Rewrite all of the lines below, replacing "thickest part" with "widest part" wherever it occurs and leaving everything else unchanged.

..............................

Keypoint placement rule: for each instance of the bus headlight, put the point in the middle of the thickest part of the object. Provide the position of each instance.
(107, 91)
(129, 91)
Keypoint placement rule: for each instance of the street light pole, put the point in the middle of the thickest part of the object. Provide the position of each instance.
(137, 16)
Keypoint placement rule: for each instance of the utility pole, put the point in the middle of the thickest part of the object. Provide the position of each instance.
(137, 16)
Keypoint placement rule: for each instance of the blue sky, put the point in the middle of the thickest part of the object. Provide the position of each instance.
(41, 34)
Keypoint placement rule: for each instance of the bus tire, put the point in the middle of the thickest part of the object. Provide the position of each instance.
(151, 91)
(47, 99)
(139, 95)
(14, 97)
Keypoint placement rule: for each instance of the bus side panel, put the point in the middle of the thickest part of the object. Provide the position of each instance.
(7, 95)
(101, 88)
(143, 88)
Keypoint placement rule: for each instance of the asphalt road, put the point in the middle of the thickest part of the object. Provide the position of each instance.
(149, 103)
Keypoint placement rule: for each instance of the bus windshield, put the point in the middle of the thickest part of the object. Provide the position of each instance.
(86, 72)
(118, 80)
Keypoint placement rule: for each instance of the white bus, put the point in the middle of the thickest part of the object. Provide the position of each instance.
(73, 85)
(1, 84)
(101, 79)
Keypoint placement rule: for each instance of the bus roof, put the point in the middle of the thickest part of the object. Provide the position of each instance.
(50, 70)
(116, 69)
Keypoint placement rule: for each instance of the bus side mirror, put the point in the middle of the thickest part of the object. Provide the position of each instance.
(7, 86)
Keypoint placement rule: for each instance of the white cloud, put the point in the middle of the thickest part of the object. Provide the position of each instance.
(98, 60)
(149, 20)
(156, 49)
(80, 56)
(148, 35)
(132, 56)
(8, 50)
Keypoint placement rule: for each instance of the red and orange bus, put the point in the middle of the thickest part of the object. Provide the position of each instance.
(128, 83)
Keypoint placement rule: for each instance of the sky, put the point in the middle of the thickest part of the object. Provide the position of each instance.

..............................

THE REPLY
Keypoint placement rule: for each instance of the bus headlight, put the point in the middle of the widest part of the object. Provide the position of each instance.
(107, 91)
(129, 91)
Keypoint placement rule: for each instance of the street light pole, put the point in the middle of the widest part of the object. Provide the position of each instance.
(137, 16)
Keypoint placement rule: for each instance of the utility pole, put the point in the middle of the widest part of the object. Provide the position of each instance.
(137, 16)
Keypoint placement rule: for each instance of the blue sky, put the point in the middle of the widest part of the object. Provide the position of each instance.
(41, 34)
Keypoint placement rule: for each instance of the bus tire, put the point in the middle of the widest part of the object. Provide the position of each instance.
(151, 91)
(47, 99)
(139, 95)
(14, 97)
Keypoint placement rule: for each instance of the bus side panel, put the point in the middle of the widest part of the object. Provide the position of each instance.
(7, 95)
(101, 88)
(143, 88)
Keypoint placement rule: for each instance of the asphalt road, put the point in the middle of the widest part of the object. Provide the position of each instance.
(149, 103)
Keypoint placement rule: for each instance of the bus windshield, put the point in the middle of the widest part of the object. Provide the position of each instance.
(86, 72)
(118, 80)
Keypoint placement rule: for each instance of the white bus, put the point in the middle of the widest part of the object. Provide the position of each instance.
(73, 85)
(1, 84)
(101, 79)
Keypoint placement rule: for each instance of the bus roof, put the point in the middle of the widest part of the object. Provide the position of each instance.
(50, 70)
(116, 69)
Keypoint placement rule: for each instance of the bus side mirror, put the point in the middle of the widest part of the object. Provide the position of each instance.
(7, 86)
Keypoint placement rule: for each instance of the white cloud, put the point in the middle of the widest part of the object. Provide the position of each instance.
(98, 60)
(149, 20)
(156, 49)
(80, 56)
(148, 35)
(132, 56)
(8, 50)
Keypoint placement rule: for each instance of the red and orange bus, put the point in the middle of the widest part of the object. Provide the position of each instance.
(128, 83)
Keypoint placement rule: for each instance of the sky, put the point in the middle of the widest part of the object. Provide the position of each instance.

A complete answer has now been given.